◆ Aim of the task:
Find the line containing "# test: point to the sneaker", then output it and every line after it through the end of the listing below, exactly as written.
====== Stored data ======
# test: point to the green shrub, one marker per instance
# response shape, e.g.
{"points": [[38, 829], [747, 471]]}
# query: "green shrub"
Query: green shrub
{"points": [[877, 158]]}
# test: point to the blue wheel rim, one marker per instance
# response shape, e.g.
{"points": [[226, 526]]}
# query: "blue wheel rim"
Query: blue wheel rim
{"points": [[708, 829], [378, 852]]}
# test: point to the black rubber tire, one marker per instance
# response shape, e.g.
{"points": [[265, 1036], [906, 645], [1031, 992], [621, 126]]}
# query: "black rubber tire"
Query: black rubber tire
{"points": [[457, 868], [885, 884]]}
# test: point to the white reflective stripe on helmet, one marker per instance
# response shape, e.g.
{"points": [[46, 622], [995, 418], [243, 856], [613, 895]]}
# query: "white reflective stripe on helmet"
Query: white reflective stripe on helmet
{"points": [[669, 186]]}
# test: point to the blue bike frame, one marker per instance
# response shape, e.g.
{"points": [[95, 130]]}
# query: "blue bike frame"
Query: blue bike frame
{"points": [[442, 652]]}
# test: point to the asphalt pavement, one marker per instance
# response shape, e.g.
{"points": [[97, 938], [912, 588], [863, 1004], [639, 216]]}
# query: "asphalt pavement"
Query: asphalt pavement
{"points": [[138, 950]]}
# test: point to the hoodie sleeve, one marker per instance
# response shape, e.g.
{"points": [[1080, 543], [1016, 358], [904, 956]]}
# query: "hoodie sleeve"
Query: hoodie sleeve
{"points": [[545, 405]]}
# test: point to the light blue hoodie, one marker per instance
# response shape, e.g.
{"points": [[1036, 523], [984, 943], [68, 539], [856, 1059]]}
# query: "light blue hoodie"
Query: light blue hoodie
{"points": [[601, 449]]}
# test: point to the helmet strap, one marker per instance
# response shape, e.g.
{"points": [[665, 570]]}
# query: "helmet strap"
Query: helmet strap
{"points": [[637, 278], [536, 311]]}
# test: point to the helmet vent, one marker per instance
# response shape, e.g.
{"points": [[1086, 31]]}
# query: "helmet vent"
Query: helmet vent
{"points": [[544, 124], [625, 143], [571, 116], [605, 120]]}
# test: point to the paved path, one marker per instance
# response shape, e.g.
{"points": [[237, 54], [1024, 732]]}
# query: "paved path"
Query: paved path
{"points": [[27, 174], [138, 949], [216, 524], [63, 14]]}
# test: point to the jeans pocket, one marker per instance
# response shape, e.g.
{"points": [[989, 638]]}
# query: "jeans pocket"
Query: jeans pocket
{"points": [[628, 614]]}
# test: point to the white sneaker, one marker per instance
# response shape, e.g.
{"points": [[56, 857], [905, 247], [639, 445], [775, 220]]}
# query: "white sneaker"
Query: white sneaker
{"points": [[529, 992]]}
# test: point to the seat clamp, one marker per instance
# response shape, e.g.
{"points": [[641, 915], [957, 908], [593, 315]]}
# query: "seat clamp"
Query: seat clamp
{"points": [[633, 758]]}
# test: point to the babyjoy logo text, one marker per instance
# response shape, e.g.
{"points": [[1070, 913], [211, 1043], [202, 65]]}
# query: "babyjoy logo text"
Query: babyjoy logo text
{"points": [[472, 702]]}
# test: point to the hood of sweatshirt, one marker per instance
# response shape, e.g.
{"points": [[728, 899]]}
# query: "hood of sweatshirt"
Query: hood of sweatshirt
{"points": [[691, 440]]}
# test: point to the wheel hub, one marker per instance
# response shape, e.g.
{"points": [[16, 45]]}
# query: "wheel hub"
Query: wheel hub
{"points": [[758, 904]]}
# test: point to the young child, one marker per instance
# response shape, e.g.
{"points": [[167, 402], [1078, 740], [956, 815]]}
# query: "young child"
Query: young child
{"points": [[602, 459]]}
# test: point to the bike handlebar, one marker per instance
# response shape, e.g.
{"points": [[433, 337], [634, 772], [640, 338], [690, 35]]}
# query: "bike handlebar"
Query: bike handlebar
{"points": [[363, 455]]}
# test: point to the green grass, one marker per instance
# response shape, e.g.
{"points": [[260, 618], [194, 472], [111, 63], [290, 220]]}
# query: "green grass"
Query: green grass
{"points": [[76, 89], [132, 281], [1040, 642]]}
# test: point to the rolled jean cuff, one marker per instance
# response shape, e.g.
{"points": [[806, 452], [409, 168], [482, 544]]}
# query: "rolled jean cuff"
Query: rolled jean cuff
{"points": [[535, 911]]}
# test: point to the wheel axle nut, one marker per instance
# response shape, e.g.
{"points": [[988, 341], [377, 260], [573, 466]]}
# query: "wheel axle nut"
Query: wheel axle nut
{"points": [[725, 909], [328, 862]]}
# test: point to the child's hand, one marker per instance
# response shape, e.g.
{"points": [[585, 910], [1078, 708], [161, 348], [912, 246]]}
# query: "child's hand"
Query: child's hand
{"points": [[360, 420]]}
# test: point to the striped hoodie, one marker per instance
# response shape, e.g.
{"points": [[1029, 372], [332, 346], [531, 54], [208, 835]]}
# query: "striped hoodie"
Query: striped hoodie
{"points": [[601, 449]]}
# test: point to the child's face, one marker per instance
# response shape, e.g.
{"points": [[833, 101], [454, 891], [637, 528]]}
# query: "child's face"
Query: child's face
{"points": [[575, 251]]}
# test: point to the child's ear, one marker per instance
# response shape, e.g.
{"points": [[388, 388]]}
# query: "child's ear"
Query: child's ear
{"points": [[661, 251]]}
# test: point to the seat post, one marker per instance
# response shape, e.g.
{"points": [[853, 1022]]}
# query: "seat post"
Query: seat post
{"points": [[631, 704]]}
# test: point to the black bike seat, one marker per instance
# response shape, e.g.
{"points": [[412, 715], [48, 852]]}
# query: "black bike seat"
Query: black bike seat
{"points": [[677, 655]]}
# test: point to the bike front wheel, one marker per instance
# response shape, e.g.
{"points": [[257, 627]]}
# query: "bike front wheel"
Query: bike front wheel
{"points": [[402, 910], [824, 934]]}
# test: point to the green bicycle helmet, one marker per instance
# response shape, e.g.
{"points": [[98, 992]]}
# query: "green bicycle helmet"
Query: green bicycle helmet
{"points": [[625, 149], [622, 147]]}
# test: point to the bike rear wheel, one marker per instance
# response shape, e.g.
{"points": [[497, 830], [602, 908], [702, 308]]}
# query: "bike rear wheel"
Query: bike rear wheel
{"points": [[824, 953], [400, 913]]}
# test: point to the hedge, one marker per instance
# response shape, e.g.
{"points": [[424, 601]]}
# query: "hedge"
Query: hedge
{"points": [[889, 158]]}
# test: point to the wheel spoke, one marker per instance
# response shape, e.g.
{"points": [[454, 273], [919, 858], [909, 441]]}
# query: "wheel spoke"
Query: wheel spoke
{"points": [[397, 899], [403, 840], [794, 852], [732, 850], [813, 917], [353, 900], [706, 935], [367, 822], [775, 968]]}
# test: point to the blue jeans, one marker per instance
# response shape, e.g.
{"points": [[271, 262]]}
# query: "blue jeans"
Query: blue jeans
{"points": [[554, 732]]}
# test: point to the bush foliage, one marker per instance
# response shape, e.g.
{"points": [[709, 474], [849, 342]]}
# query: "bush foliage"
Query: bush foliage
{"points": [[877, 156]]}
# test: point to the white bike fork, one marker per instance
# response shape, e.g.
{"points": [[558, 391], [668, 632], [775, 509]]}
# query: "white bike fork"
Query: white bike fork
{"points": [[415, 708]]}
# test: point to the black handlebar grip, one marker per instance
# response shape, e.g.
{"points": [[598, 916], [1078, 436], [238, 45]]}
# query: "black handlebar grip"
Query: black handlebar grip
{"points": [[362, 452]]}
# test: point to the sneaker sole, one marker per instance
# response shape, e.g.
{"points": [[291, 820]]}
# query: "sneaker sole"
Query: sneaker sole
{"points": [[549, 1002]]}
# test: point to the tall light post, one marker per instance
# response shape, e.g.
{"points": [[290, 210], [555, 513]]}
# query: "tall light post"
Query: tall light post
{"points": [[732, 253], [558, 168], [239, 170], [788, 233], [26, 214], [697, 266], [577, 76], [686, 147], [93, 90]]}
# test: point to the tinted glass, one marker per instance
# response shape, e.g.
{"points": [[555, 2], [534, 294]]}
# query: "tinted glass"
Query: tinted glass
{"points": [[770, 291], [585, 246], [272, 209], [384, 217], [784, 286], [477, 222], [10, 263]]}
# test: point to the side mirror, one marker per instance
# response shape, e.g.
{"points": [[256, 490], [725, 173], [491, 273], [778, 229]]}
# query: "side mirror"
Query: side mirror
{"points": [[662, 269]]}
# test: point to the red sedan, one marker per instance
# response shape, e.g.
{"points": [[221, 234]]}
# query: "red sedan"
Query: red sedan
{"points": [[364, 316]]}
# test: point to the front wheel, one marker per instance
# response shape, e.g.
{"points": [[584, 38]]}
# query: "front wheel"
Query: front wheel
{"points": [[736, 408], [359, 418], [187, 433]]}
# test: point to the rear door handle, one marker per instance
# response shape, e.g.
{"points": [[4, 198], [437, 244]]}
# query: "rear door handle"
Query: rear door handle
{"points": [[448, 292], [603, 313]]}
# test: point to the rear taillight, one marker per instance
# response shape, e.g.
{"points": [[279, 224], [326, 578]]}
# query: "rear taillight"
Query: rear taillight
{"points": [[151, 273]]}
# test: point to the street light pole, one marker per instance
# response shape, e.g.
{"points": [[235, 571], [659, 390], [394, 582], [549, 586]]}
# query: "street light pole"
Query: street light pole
======
◆ Exercise solution:
# test: point to the sneaker sole, one marker per instance
# response shape, e.g.
{"points": [[291, 820]]}
# query: "sneaker sole"
Query: sneaker sole
{"points": [[549, 1002]]}
# test: point to the tall light post, one marker per instance
# response shape, e.g.
{"points": [[290, 210], [555, 513]]}
# query: "tall light post"
Query: tall light post
{"points": [[732, 253], [558, 168], [239, 170], [788, 233], [26, 214], [697, 266], [577, 76], [686, 147], [93, 90]]}
# test: point to the tinted glass, one marker per instance
# response shape, e.g.
{"points": [[555, 2], [534, 294]]}
# query: "tinted glass"
Query: tinted glass
{"points": [[770, 291], [585, 246], [272, 209], [384, 217], [784, 286], [477, 222], [10, 263]]}
# test: point to the side mirror, one marker per instance
# response shape, e.g.
{"points": [[256, 490], [725, 173], [491, 273], [778, 229]]}
# query: "side mirror"
Query: side mirror
{"points": [[662, 269]]}
# test: point to the red sedan, one marker per instance
# response shape, e.g.
{"points": [[221, 234]]}
# query: "red sedan"
Query: red sedan
{"points": [[364, 316]]}
# test: point to the front wheel, one marker per instance
# response shape, e.g.
{"points": [[584, 38]]}
# query: "front wheel"
Query: front wheel
{"points": [[736, 408], [359, 418], [187, 433]]}
# test: point to the rear door handle, one marker per instance
# response shape, e.g.
{"points": [[4, 198], [437, 244]]}
# query: "rear door handle"
Query: rear door handle
{"points": [[448, 292], [603, 313]]}
# test: point to the rear taillight, one marker per instance
# response shape, e.g.
{"points": [[279, 224], [326, 578]]}
# query: "rear taillight"
Query: rear taillight
{"points": [[151, 273]]}
# test: point to the street light pole, one marker per instance
# response shape, e.g.
{"points": [[235, 571], [659, 390], [394, 582], [549, 586]]}
# query: "street light pole"
Query: street light pole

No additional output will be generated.